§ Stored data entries
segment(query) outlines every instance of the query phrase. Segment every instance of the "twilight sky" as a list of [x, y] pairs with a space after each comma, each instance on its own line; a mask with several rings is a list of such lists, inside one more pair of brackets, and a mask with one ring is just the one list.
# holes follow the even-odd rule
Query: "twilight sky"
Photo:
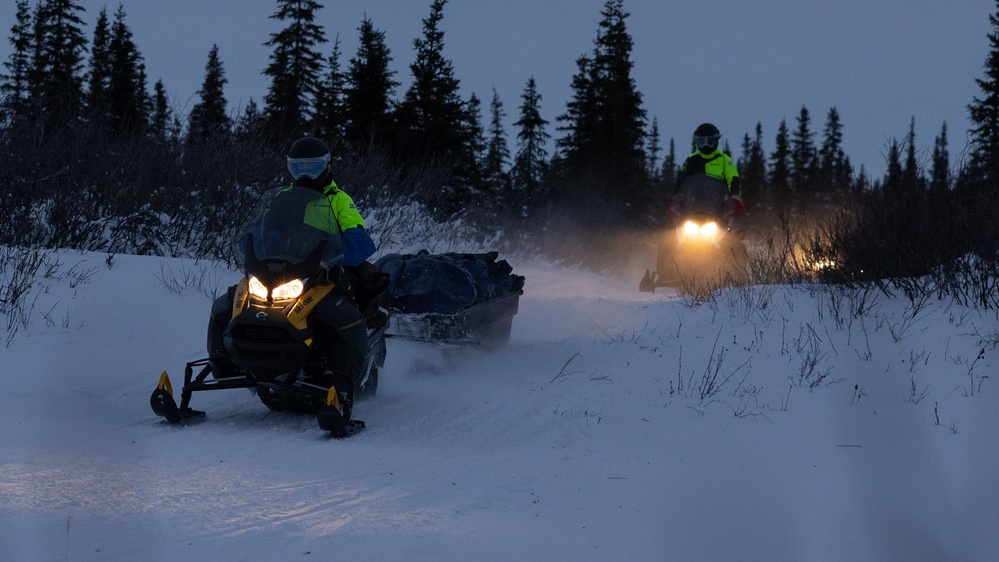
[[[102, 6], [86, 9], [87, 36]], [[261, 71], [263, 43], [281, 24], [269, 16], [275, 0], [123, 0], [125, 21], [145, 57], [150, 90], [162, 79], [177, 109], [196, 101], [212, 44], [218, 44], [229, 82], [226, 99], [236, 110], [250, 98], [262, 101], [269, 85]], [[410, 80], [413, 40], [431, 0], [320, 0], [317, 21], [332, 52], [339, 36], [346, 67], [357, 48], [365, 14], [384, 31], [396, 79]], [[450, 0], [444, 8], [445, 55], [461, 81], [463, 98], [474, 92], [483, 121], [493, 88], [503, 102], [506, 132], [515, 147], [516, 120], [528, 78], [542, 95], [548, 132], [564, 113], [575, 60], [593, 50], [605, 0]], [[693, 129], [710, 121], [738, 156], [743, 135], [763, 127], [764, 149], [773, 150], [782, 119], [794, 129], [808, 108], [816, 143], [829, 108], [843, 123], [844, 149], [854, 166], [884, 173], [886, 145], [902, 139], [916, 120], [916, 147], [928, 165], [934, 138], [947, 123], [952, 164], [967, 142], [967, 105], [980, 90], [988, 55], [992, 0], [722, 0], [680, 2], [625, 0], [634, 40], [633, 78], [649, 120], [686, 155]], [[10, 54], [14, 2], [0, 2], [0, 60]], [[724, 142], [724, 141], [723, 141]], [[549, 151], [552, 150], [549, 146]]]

§ Problem
Please repeat all of the data exactly as it stands, leaving the pictures out.

§ Solution
segment(query) outlines every instance of the query phrase. Segment every instance of the "twilight sky" as a list of [x, y] pairs with a space after each comma, each instance on its own line; a mask with several rings is a list of such lists, inside one more pair of brackets, and a mask with one ring is just the one list.
# holes follow the even-odd rule
Query: "twilight sky"
Photo:
[[[102, 6], [86, 9], [87, 36]], [[261, 71], [263, 43], [281, 24], [269, 16], [275, 0], [123, 0], [125, 21], [145, 57], [150, 90], [162, 79], [177, 109], [196, 101], [212, 44], [218, 44], [229, 82], [226, 99], [236, 110], [250, 98], [262, 101], [269, 85]], [[410, 80], [413, 40], [431, 0], [320, 0], [317, 21], [332, 52], [339, 36], [346, 67], [357, 48], [365, 14], [384, 31], [396, 79]], [[450, 0], [444, 8], [445, 55], [461, 81], [463, 98], [474, 92], [483, 121], [493, 88], [503, 102], [506, 132], [515, 147], [516, 120], [528, 78], [542, 95], [548, 132], [564, 113], [575, 60], [593, 50], [605, 0]], [[693, 129], [710, 121], [738, 156], [743, 135], [763, 127], [764, 149], [773, 150], [782, 119], [794, 129], [808, 108], [816, 143], [829, 108], [843, 123], [844, 149], [854, 166], [884, 173], [886, 145], [902, 139], [916, 120], [916, 147], [928, 165], [934, 138], [947, 123], [952, 164], [967, 142], [967, 105], [980, 90], [988, 55], [992, 0], [722, 0], [680, 2], [625, 0], [634, 40], [633, 78], [649, 120], [686, 155]], [[10, 54], [14, 2], [0, 2], [0, 60]], [[724, 142], [724, 141], [723, 141]], [[549, 151], [552, 150], [549, 146]]]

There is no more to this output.